WORK TO COMPLETE: Please render every line of the entries below as a numbered list, leaving out the blank lines.

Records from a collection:
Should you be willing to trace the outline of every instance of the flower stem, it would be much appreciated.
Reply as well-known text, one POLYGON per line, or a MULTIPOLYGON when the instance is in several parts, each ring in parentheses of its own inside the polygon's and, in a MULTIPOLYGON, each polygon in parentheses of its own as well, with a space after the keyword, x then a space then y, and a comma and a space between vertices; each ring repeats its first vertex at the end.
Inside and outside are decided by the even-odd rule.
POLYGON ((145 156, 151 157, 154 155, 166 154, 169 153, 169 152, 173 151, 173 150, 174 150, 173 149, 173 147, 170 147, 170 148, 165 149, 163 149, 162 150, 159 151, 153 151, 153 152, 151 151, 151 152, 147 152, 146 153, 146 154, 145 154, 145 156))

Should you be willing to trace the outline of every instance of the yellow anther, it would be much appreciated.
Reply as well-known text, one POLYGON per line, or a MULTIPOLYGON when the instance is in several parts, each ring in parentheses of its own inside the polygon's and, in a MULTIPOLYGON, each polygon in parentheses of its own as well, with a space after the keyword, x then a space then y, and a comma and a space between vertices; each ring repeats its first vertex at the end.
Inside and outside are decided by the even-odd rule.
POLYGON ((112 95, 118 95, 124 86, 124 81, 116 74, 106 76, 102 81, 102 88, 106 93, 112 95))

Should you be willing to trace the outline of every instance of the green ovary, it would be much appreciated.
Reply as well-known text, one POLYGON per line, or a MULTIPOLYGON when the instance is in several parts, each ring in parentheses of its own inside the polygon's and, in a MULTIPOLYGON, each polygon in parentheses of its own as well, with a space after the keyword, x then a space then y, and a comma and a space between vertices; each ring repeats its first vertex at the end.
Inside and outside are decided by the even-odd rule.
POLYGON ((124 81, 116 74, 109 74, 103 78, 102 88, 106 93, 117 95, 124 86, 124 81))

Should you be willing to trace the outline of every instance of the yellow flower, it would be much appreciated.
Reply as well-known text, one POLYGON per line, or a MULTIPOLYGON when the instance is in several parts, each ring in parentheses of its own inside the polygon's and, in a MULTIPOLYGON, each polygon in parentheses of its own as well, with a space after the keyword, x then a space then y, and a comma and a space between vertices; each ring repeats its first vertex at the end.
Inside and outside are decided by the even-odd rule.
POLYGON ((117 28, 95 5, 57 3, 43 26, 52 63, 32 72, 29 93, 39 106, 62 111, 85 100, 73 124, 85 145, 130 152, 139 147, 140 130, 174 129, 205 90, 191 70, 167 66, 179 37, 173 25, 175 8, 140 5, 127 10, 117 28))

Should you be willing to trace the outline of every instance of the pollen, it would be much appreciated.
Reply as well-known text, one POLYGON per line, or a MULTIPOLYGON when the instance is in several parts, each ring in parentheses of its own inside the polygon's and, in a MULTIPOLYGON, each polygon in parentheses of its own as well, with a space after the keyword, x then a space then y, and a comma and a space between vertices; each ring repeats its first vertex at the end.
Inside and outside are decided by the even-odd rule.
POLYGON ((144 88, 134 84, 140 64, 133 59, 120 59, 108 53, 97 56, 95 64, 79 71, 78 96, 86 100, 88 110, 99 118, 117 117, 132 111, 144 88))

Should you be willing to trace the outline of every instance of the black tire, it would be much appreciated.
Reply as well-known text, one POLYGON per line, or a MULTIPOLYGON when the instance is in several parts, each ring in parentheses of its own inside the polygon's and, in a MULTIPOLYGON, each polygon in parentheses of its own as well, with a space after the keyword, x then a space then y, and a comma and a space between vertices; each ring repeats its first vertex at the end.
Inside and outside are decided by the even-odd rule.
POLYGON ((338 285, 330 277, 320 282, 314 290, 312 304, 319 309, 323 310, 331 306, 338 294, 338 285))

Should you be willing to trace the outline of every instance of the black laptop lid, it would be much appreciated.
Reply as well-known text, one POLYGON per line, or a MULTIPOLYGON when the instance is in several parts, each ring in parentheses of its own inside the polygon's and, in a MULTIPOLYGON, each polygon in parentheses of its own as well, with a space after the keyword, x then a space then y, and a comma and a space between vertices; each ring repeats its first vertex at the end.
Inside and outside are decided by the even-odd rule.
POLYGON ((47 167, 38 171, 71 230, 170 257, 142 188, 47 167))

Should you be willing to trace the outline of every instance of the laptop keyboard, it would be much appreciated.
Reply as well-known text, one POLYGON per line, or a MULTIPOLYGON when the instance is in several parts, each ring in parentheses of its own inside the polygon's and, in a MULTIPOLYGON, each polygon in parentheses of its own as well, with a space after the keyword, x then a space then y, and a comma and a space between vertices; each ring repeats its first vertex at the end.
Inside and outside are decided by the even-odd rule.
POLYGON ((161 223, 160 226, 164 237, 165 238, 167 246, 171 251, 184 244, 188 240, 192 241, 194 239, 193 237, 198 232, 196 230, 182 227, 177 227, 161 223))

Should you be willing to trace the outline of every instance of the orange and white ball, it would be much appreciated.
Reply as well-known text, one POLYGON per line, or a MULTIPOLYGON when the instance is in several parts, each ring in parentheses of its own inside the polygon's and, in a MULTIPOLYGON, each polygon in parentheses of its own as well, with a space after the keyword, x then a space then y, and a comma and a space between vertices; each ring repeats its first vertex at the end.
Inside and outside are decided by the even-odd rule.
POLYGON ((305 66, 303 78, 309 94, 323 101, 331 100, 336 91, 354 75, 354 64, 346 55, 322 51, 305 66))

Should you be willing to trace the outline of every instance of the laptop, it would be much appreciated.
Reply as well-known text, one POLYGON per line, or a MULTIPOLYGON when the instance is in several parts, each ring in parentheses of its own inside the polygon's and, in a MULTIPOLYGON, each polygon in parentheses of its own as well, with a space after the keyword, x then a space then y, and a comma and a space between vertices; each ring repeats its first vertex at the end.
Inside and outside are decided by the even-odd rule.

FULL OUTPUT:
1. Should you be willing to trace the outline of every instance of the flower stem, it would be much appreciated.
2. Reply as well-known text, one POLYGON per line, or a MULTIPOLYGON when the instance is in several parts, each ring in parentheses of its own inside the polygon's and, in a MULTIPOLYGON, each polygon in parentheses of its own as well, with a space after the keyword, x then a space then y, and a comma and a space between vertices; each ring repeats its first vertex at the end.
3. Inside and outside are decided by the even-odd rule.
4. POLYGON ((145 156, 151 157, 154 155, 166 154, 169 153, 169 152, 173 151, 173 150, 174 150, 173 149, 173 147, 170 147, 170 148, 165 149, 163 149, 162 150, 159 151, 153 151, 153 152, 151 151, 151 152, 147 152, 146 153, 146 154, 145 154, 145 156))
5. Should you be willing to trace the outline of every instance of the yellow anther, it would be much appreciated.
6. Reply as well-known text, one POLYGON per line, or a MULTIPOLYGON when the instance is in several parts, each ring in parentheses of its own inside the polygon's and, in a MULTIPOLYGON, each polygon in parentheses of its own as well, with a space after the keyword, x then a space then y, and a comma and a space between vertices; each ring repeats its first vertex at the end.
7. Inside and outside are decided by the even-odd rule.
8. POLYGON ((112 95, 118 95, 124 86, 124 81, 116 74, 106 76, 102 81, 102 88, 106 93, 112 95))
9. Should you be willing to trace the outline of every instance of the green ovary, it would be much appreciated.
10. Reply as well-known text, one POLYGON per line, or a MULTIPOLYGON when the instance is in several parts, each ring in parentheses of its own inside the polygon's and, in a MULTIPOLYGON, each polygon in parentheses of its own as well, with a space after the keyword, x then a space then y, and a comma and a space between vertices; each ring repeats its first vertex at the end.
11. Inside and outside are decided by the even-odd rule.
12. POLYGON ((124 81, 116 74, 109 74, 103 78, 102 88, 106 93, 117 95, 124 86, 124 81))
13. Should you be willing to trace the outline of every instance of the yellow flower, it would be much appreciated.
14. Reply as well-known text, one POLYGON per line, or a MULTIPOLYGON when the instance is in several parts, each ring in parentheses of its own inside the polygon's and, in a MULTIPOLYGON, each polygon in parentheses of its own as well, with a space after the keyword, x then a space then y, and a comma and a space between vertices; each ring repeats its first vertex at the end.
15. Inside and outside are decided by the even-odd rule.
16. POLYGON ((117 28, 95 5, 57 3, 43 26, 52 63, 32 72, 29 93, 39 106, 62 111, 85 100, 73 124, 85 145, 130 152, 139 147, 140 130, 174 129, 205 90, 191 70, 167 66, 179 37, 173 25, 175 8, 140 5, 127 10, 117 28))
17. Should you be willing to trace the outline of every instance of the pollen, it would be much appreciated.
18. Reply as well-known text, one POLYGON per line, or a MULTIPOLYGON when the instance is in several parts, each ring in parentheses of its own inside the polygon's and, in a MULTIPOLYGON, each polygon in parentheses of its own as well, with a space after the keyword, x then a space then y, and a comma and a space between vertices; each ring repeats its first vertex at the end.
19. Inside and outside are decided by the even-odd rule.
20. POLYGON ((144 88, 134 84, 140 64, 133 59, 120 59, 108 53, 97 56, 95 64, 79 71, 78 96, 86 100, 88 110, 99 118, 117 117, 132 111, 144 88))
21. Should you be willing to trace the outline of every instance of the black tire, it would be much appreciated.
22. Reply as well-known text, one POLYGON per line, or a MULTIPOLYGON when the instance is in several parts, each ring in parentheses of its own inside the polygon's and, in a MULTIPOLYGON, each polygon in parentheses of its own as well, with a space after the keyword, x then a space then y, and a comma and a space between vertices; each ring repeats its first vertex at the end.
23. Inside and outside are decided by the even-odd rule.
24. POLYGON ((338 285, 330 277, 320 282, 314 290, 312 304, 319 309, 323 310, 331 306, 338 294, 338 285))
25. Should you be willing to trace the outline of every instance of the black laptop lid, it would be much appreciated.
26. Reply as well-known text, one POLYGON per line, or a MULTIPOLYGON when the instance is in several parts, each ring in parentheses of its own inside the polygon's and, in a MULTIPOLYGON, each polygon in parentheses of its own as well, with a space after the keyword, x then a space then y, and a comma and a space between vertices; each ring repeats its first vertex at the end.
27. Inside and outside are decided by the even-odd rule.
28. POLYGON ((47 167, 38 171, 71 230, 170 257, 142 188, 47 167))
29. Should you be willing to trace the outline of every instance of the laptop keyboard, it would be much appreciated.
30. Reply as well-known text, one POLYGON per line, or a MULTIPOLYGON when the instance is in several parts, each ring in parentheses of its own inside the polygon's and, in a MULTIPOLYGON, each polygon in parentheses of its own as well, with a space after the keyword, x then a space then y, and a comma and a space between vertices; each ring repeats its first vertex at the end.
31. Inside and outside are decided by the even-odd rule.
32. POLYGON ((161 223, 160 226, 164 237, 165 238, 167 246, 171 251, 184 244, 188 240, 192 241, 194 239, 193 237, 198 232, 196 230, 182 227, 177 227, 161 223))
33. Should you be willing to trace the outline of every instance of the orange and white ball, it would be much appreciated.
34. Reply as well-known text, one POLYGON per line, or a MULTIPOLYGON when the instance is in several parts, each ring in parentheses of its own inside the polygon's and, in a MULTIPOLYGON, each polygon in parentheses of its own as well, with a space after the keyword, x then a space then y, and a comma and a space between vertices; each ring repeats its first vertex at the end.
35. Inside and outside are decided by the even-odd rule.
36. POLYGON ((305 66, 303 78, 309 94, 323 101, 331 100, 336 91, 354 75, 354 64, 346 55, 322 51, 305 66))
37. Should you be willing to trace the outline of every instance of the laptop, it would be much appreciated.
38. Reply as well-known text, one POLYGON per line, or a MULTIPOLYGON when the instance is in several parts, each ring in parentheses of its own inside the polygon's and, in a MULTIPOLYGON, each polygon in parentheses of its own as well, with a space after the keyword, x then a space then y, and a comma and a space between vertices; each ring repeats its first vertex at the end.
39. Inside and outside are decided by the even-odd rule.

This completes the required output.